-- Job 1 --
In the passage on race, poverty, and graduation rates, switch "low-proficiency readers" to "struggling readers" and give the part that opens with "The correlation of" and closes with "white low-proficiency readers.".

[Extracted text]

Poverty is one source of the impact of race and ethnicity on high school graduation rates, since it disproportionately affects African Americans, Hispanic Americans, and Native Americans. Between one fifth and one quarter of students in poverty fail to graduate high school. Poverty is implicated in numerous ways. Poorer students are more likely to attend poorly funded schools. They are less likely to have access to extracurricular education, from tutoring to afterschool, summer, or spring break programs. They typically face lower expectations: from their families, from their schools, from their peers, and from their community. They are less likely to be equipped to navigate the various challenges of school, from seeking out the resources they need to know what options might be available to them. While private organizations and public agencies have sought to intervene specifically to assist students in poverty and from marginalized groups, those interventions have not been sufficient to solve the problem, and in some cases help individual students without helping overall populations.

Income correlates strongly to status dropout rates. From 1990 to 2013, students from the lowest income quartile experienced the highest dropout rate, the middle low quartile the next highest, the middle high quartile the next highest, and the highest quartile the lowest, in every year. Furthermore, though dropout rates declined in that time for all quartiles, at no time did the dropout rate for any of the four quartiles drop to a level equal or lower to a dropout rate found in any higher income quartile at any point in that period (NCER, 2017). In other words, while the middle low quartile, for example, dropped over that twenty-three-year period, it still remained higher than the level at which the middle high quartile began.

The correlation of race/ethnicity to graduation rates persists independent from economic factors and many other indicators. For example, third-grade reading proficiency is often examined as an indicator of graduation rates. While low-proficiency readers have lower graduation rates than proficient readers, the graduation rates of African American and Hispanic low-proficiency readers lag behind those of white low-proficiency readers.

The economic benefits of either a high school diploma or a college degree are lesser for African American, Hispanic, or Native American students than they are for white students (Zhan, 2014). This must in part be ascribed to institutional biases that lead to minority applicants being less likely to be hired for jobs, offered promotions, considered for leadership roles, approved for loans, and other circumstances in which an individual or institutional gatekeeper selects to whom advantages and economic benefits are distributed.

[/Extracted text]

-- Job 2 --
Rewrite the lines of the mask rows below as a Markdown table with the columns Nr and Line, numbering each line and skipping blank ones. Leave the pictures out of the table.

[Task material]

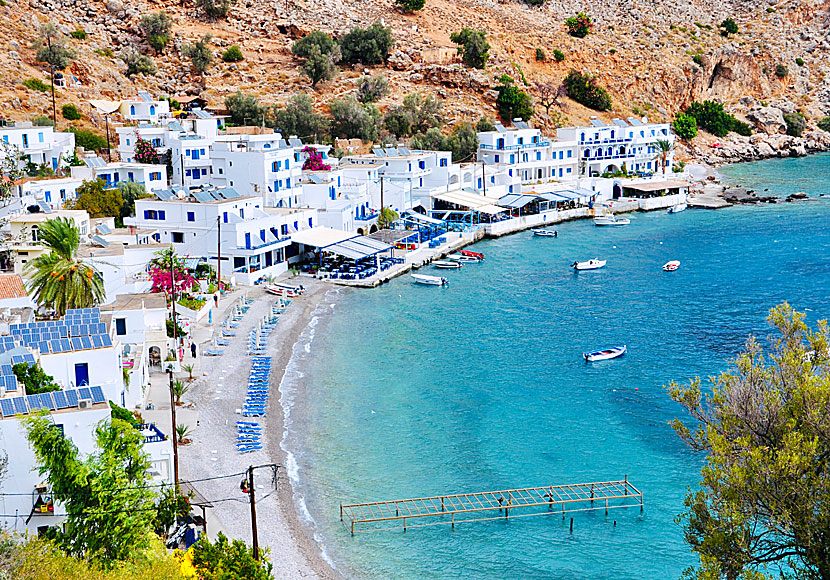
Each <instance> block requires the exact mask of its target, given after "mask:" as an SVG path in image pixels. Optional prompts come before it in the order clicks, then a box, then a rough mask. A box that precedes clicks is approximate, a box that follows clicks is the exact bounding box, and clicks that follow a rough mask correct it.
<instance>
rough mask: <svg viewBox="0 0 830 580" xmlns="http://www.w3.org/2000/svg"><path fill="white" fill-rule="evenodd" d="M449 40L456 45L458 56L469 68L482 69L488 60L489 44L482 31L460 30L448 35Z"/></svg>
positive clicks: (479, 30) (480, 30) (467, 28)
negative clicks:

[/Task material]

-- Exercise output 1 --
The correlation of race/ethnicity to graduation rates persists independent from economic factors and many other indicators. For example, third-grade reading proficiency is often examined as an indicator of graduation rates. While struggling readers have lower graduation rates than proficient readers, the graduation rates of African American and Hispanic struggling readers lag behind those of white struggling readers.

-- Exercise output 2 --
| Nr | Line |
|---|---|
| 1 | Each <instance> block requires the exact mask of its target, given after "mask:" as an SVG path in image pixels. Optional prompts come before it in the order clicks, then a box, then a rough mask. A box that precedes clicks is approximate, a box that follows clicks is the exact bounding box, and clicks that follow a rough mask correct it. |
| 2 | <instance> |
| 3 | rough mask: <svg viewBox="0 0 830 580" xmlns="http://www.w3.org/2000/svg"><path fill="white" fill-rule="evenodd" d="M449 40L456 45L458 56L469 68L482 69L488 60L489 44L482 31L460 30L448 35Z"/></svg> |
| 4 | positive clicks: (479, 30) (480, 30) (467, 28) |
| 5 | negative clicks: |